Today’s analysis of our model looks remarkably similar to last week’s, as well as the week preceding that one. Our presidential model gives Kamala Harris a 55% chance of winning the election. This is almost identical to the 57% chance our model gave her over the past two weeks.
The root cause of this is simple: ever since Biden dropped out, the polls have told a fairly consistent story, and you have to squint to see any particularly noteworthy changes. This week is no different, and with only 23 days until the election, it does not seem likely that something huge upends the overall trajectory of the race.

We do have one noteworthy change: for the first time in a while, all seven core swing states are rated as a Toss Up. This may seem like a bit of a cop out, but that simply means our model has neither Harris nor Trump at over 60% odds in any of these states. It still sees Harris as the slightest of favorites in Michigan, Wisconsin, Pennsylvania, and Nevada, while Trump is very narrowly favored in Arizona, Georgia, and North Carolina.
As we have repeatedly emphasized, however, there is not a huge difference between being given a 55% chance of winning and losing. As an example, consider the box below. Can you tell whether it’s 55% blue or red?

DATASET EXCERPTS:
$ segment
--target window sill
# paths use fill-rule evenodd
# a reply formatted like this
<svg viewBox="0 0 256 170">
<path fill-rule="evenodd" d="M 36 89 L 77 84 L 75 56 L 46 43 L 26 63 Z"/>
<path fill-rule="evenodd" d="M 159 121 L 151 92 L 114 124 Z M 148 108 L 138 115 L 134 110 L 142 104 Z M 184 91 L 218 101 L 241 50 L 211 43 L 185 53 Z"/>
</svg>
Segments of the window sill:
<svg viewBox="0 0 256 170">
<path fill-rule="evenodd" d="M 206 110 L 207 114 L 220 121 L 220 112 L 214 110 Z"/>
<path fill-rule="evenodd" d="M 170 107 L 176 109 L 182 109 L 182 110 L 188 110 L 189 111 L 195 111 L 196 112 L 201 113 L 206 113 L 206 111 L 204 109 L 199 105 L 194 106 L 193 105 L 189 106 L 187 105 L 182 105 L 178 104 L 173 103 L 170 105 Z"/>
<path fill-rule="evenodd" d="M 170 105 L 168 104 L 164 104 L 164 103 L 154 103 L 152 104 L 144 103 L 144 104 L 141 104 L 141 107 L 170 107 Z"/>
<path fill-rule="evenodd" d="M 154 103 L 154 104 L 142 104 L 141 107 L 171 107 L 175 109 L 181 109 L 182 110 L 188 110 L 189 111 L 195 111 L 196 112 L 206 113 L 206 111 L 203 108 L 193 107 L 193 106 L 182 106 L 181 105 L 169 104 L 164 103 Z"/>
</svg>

PROBLEMS TO SOLVE:
a - Set down, word for word, the passage of the election forecast piece that begins at the words "We do have one" and stops after the words "and North Carolina.".
b - According to the election forecast piece, which swing states does the model rate as very narrowly favoring Trump?
c - Write what comes next in the election forecast piece, picking up right after its last sentence.

RESPONSES BY TASK:
a -
We do have one noteworthy change: for the first time in a while, all seven core swing states are rated as a Toss Up. This may seem like a bit of a cop out, but that simply means our model has neither Harris nor Trump at over 60% odds in any of these states. It still sees Harris as the slightest of favorites in Michigan, Wisconsin, Pennsylvania, and Nevada, while Trump is very narrowly favored in Arizona, Georgia, and North Carolina.

b - Arizona, Georgia, and North Carolina.

c -
It’s quite hard to tell, and we’d wager that a lot of our readers would get it wrong (the correct answer is red). The most you can generally do here is say that it looks roughly equal. And that’s the state of the race in basically every single swing state — we estimate Harris is slightly ahead in the Midwest and in Nevada, while Trump is slightly ahead in the Sun Belt, but the advantage is far too small to say anyone is conclusively favored.
That brings us to a somewhat existential question: what is the point of our forecast, if all it can do is tell you that the race is a Toss Up? The answer lies in the forecast’s core strength as a quantitative, not qualitative, model.
While it may sound cliche, the model does not spend all day on Twitter. It cannot react to a “vibe shift”, nor does it take into account a news article discussing how the polls seen by campaign insiders are causing panic. This may sound like a limitation, since the model is not accounting for information that the political universe is aware of. And indeed, compared against an omniscient model that could see inside the heads of every pollster, public or private, it would be. But that is not how information in politics works.
Throughout any campaign, but especially toward the end, there is always significant buzz about “insider information.” The narrative usually goes something like this: the polls say one thing, but if you ask a campaign “insider,” they’ll tell you the public polls are wrong. Internally, their numbers show something completely different (depending on the narrative they wish to craft, this means they are either running ahead or behind the public polls).
A variant of this is the public release of an internal poll. These polls usually skew in favor of the candidate they are conducted for, often to prove that the candidate is in a competitive position to win.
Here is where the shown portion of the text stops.